● **Problems to solve**
[A] Which percentages does the analytics talk mention? List every one.
[B] Write out everything in the analytics talk from "So digital data." down to "about us Australia?".
══ Text section
RMIT respectfully acknowledges their leaders past, present and emerging. Let us talk a bit about the Bachelor of Analytics. But before I do that, let me tell you a little bit about the mathematical sciences. Now a 2018 publication by the US Department of Labor titled Beyond the Numbers said that the mathematical sciences occupations are going to rise by 29% or over that more than that between 2016 and 2026. So if you ever wanted to be, or you thought about being in the mathematical sciences now is the time. The main reason why this is the case is because of the use of data by businesses and by government. So what about this data? The two years between 2016 and 2018, the world generated 90% of the data that was ever in existence. So you can see in those two years, we generated more data than had been generated for the thousands of years before that.
So digital data. So what is a Bachelor of Analytics student, do? He learns how to convert that data into information. And that is some of the things you will learn in the Bachelor of Analytics, but also if you want to do just mathematics and statistics, you can learn some of that in the Bachelor of Mathematics and Statistics as well. So let's think about occupations. The reason that we look at data science or analytics is because the demand for data scientists in particular is going to rise in the US by 28%. So that means that openings for data professionals are going up from 346,000 to 2.7 million or have gone up actually. And the salaries will range anywhere from 140,000 to 117,000. Now that's US. What about us Australia?
════
══ Collected data
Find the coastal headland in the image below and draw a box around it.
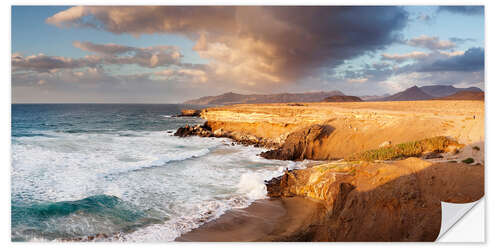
[176,100,484,241]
════
● **Solution list**
[A] 29%, 90%, 28%

[B]
So digital data. So what is a Bachelor of Analytics student, do? He learns how to convert that data into information. And that is some of the things you will learn in the Bachelor of Analytics, but also if you want to do just mathematics and statistics, you can learn some of that in the Bachelor of Mathematics and Statistics as well. So let's think about occupations. The reason that we look at data science or analytics is because the demand for data scientists in particular is going to rise in the US by 28%. So that means that openings for data professionals are going up from 346,000 to 2.7 million or have gone up actually. And the salaries will range anywhere from 140,000 to 117,000. Now that's US. What about us Australia?